(Natural-language object grounding data)
════
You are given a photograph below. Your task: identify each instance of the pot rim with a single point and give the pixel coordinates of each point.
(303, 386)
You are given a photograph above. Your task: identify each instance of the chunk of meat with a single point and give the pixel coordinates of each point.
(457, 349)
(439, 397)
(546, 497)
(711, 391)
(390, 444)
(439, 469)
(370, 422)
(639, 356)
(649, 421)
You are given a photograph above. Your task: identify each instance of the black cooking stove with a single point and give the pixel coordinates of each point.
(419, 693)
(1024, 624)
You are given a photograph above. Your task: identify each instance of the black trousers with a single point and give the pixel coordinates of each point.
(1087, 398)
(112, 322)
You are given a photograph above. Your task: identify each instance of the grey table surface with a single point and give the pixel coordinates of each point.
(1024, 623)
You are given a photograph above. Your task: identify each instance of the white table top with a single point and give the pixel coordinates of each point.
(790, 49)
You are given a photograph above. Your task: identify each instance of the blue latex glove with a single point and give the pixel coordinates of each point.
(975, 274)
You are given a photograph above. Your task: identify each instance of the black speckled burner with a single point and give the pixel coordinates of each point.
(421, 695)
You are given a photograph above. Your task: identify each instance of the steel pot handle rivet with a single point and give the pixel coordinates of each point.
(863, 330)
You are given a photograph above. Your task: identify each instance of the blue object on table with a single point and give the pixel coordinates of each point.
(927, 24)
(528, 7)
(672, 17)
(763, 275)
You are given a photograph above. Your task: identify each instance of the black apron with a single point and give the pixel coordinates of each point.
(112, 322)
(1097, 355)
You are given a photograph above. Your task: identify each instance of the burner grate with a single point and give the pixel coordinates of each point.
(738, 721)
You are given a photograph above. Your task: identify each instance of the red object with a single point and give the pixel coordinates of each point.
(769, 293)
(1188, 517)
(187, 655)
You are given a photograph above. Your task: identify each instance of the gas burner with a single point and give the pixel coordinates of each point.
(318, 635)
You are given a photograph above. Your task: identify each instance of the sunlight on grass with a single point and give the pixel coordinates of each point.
════
TASK OBJECTIVE
A verbatim transcription of all the entries above is required.

OUTPUT OF THE EXERCISE
You are given a photograph below. Your task: identify each instance of the pot rim with a single point and give the pixel coordinates of each point.
(303, 386)
You are given a photograph above. Your task: identify each instance of the chunk of meat with a single point and give the pixel coordinates of each point.
(457, 349)
(439, 397)
(546, 497)
(711, 391)
(390, 444)
(439, 469)
(370, 422)
(639, 356)
(649, 421)
You are given a photograph above. Your task: identify each instance of the black cooking stove with a single point and give the pixel coordinates of each point.
(419, 693)
(1024, 624)
You are given a photograph above. Your task: identify each instance of the black trousers with a single point and give the pixel coordinates of each point.
(1087, 398)
(112, 322)
You are given a photograph above. Your task: identify each instance of the grey table surface with a single point and give the pixel coordinates of each point.
(1024, 623)
You are given a photograph above. Your task: identify each instance of the white table top with a single point and give the pixel coordinates of each point.
(790, 49)
You are given a photograph above. Your task: identify each instance of the blue latex glove with a single point and give the pixel coordinates of each point.
(975, 274)
You are given a photograph above. Your task: identify each instance of the black speckled burner with a single point and give the pixel coordinates of each point.
(421, 695)
You are given a photograph above. Your task: identify each instance of the steel pot handle rivet with a single point and give the pixel coordinates of each point.
(863, 330)
You are given a photograph above. Your task: identify each instance of the blue object on table with a single point and give the pixel coordinates of each point.
(927, 24)
(528, 7)
(672, 17)
(763, 275)
You are given a photograph above. Your task: identify each instance of the black apron with a single point and give the pixel coordinates of each point.
(112, 322)
(1097, 355)
You are given a photograph above. Your task: identify each instance of the burner grate with a single point and give the pixel coordinates of each point.
(738, 721)
You are given a photograph above. Your task: identify each instance of the red object with a single point and give the pixel coordinates of each point.
(769, 293)
(1188, 517)
(187, 655)
You are given a photograph above. Your task: identify each instance of the gas burner with a single point and give the pixel coordinates of each point.
(318, 635)
You are given a photograph above. Your task: identify each instance of the sunlight on grass with a single point and give the pixel coordinates of each point.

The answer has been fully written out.